>> start Provided data
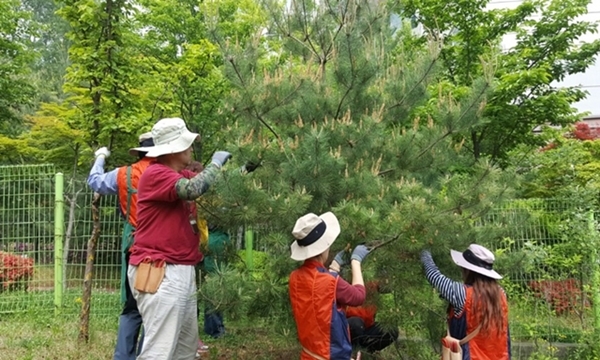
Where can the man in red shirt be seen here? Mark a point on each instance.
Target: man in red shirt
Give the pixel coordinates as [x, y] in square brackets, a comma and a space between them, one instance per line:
[165, 249]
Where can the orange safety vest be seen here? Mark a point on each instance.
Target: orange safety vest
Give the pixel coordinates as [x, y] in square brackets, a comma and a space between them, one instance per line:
[489, 344]
[322, 326]
[128, 178]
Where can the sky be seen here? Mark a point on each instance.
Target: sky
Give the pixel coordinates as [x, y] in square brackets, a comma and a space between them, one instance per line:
[590, 80]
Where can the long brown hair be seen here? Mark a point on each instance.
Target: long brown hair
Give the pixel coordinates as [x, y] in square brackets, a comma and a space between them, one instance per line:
[488, 298]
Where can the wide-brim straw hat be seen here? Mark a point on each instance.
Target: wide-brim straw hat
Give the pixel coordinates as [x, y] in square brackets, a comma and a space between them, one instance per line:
[478, 259]
[170, 136]
[314, 234]
[142, 139]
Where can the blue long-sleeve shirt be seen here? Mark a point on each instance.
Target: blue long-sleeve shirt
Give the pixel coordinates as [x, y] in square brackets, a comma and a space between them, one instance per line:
[101, 182]
[453, 291]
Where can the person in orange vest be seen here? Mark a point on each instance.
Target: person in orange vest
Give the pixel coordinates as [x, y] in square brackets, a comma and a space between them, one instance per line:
[478, 305]
[365, 332]
[318, 295]
[123, 181]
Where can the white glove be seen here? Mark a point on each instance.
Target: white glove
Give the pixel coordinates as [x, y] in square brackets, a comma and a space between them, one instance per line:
[102, 151]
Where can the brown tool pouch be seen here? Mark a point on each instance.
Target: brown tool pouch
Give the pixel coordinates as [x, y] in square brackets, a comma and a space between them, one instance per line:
[149, 276]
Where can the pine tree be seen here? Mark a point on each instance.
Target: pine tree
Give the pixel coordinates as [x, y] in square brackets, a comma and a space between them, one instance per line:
[347, 116]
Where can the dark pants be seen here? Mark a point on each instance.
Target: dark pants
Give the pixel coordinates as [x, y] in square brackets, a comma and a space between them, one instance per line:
[213, 322]
[372, 339]
[130, 323]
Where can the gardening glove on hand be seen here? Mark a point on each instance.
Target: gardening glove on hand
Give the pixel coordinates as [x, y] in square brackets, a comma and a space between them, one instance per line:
[250, 166]
[339, 258]
[103, 151]
[426, 255]
[220, 158]
[360, 252]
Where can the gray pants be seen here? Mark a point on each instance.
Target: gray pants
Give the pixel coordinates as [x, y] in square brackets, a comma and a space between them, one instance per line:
[170, 315]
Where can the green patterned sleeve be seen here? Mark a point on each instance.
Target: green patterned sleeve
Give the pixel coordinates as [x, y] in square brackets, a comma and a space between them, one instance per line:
[191, 189]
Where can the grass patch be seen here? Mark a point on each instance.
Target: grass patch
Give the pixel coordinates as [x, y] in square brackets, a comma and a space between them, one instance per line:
[40, 335]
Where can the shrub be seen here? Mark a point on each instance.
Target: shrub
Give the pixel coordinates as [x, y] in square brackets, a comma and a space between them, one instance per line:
[563, 296]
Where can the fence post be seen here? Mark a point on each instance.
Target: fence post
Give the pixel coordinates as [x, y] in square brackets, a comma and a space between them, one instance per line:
[59, 230]
[249, 242]
[595, 272]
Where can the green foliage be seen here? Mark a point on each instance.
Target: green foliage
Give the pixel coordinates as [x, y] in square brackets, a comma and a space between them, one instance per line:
[338, 127]
[524, 95]
[567, 169]
[15, 58]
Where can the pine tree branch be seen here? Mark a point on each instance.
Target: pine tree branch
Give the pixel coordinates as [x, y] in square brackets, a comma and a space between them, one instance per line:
[351, 85]
[462, 115]
[422, 79]
[252, 108]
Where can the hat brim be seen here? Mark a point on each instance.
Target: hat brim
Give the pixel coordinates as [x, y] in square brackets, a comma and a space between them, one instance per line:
[180, 144]
[459, 260]
[300, 253]
[136, 151]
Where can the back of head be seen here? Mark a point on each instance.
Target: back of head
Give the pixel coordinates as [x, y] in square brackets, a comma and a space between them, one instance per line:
[488, 297]
[145, 141]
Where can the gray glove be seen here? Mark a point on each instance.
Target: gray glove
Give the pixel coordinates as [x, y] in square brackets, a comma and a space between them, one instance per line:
[339, 258]
[103, 151]
[360, 252]
[220, 158]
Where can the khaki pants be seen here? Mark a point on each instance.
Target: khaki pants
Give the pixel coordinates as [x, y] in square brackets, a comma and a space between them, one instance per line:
[170, 315]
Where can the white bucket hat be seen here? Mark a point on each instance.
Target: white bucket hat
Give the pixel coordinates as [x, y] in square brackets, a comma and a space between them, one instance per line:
[141, 139]
[476, 258]
[170, 136]
[314, 234]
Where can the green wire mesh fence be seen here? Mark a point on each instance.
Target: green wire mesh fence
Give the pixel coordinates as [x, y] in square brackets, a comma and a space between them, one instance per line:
[546, 249]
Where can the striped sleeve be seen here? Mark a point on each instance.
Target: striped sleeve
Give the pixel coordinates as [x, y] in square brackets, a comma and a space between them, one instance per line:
[451, 290]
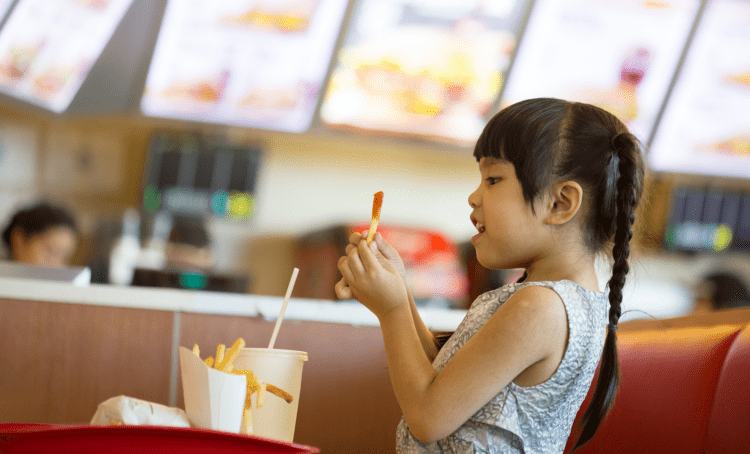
>> end Provided data
Set exercise
Count the lines in the entries above that contain the string "patterned", treating uppercase and lowercase as different, and reply with only that number.

The reply
2